**What you need to do:**
Your copy of the data should match it exactly, except that the pictures are gone.

**Records supplied:**
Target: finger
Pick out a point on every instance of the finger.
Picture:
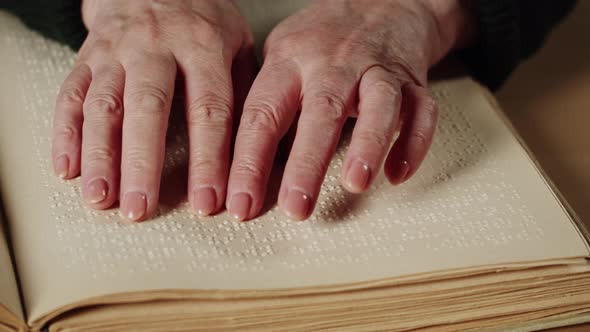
(149, 87)
(67, 123)
(101, 144)
(268, 112)
(326, 103)
(209, 117)
(379, 107)
(416, 135)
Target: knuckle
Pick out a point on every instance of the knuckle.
(209, 110)
(209, 33)
(262, 117)
(200, 164)
(99, 154)
(66, 132)
(283, 47)
(430, 108)
(248, 167)
(136, 162)
(103, 104)
(375, 140)
(331, 105)
(386, 89)
(419, 136)
(72, 96)
(311, 164)
(150, 99)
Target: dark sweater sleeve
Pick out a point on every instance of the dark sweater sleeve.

**Written reply:**
Target: finger
Pick out a point on every instance of the finger.
Picture:
(149, 87)
(67, 123)
(101, 144)
(268, 112)
(326, 103)
(209, 117)
(379, 107)
(416, 135)
Target: knuckle
Pick out a point on every instance of the knuckle.
(209, 110)
(209, 33)
(262, 117)
(200, 164)
(99, 154)
(66, 132)
(283, 47)
(430, 108)
(248, 167)
(136, 162)
(103, 104)
(375, 140)
(331, 105)
(386, 89)
(419, 136)
(72, 96)
(311, 164)
(150, 99)
Target: dark sweater sleeve
Pick out a point on every instance of the dark sweater sleeve.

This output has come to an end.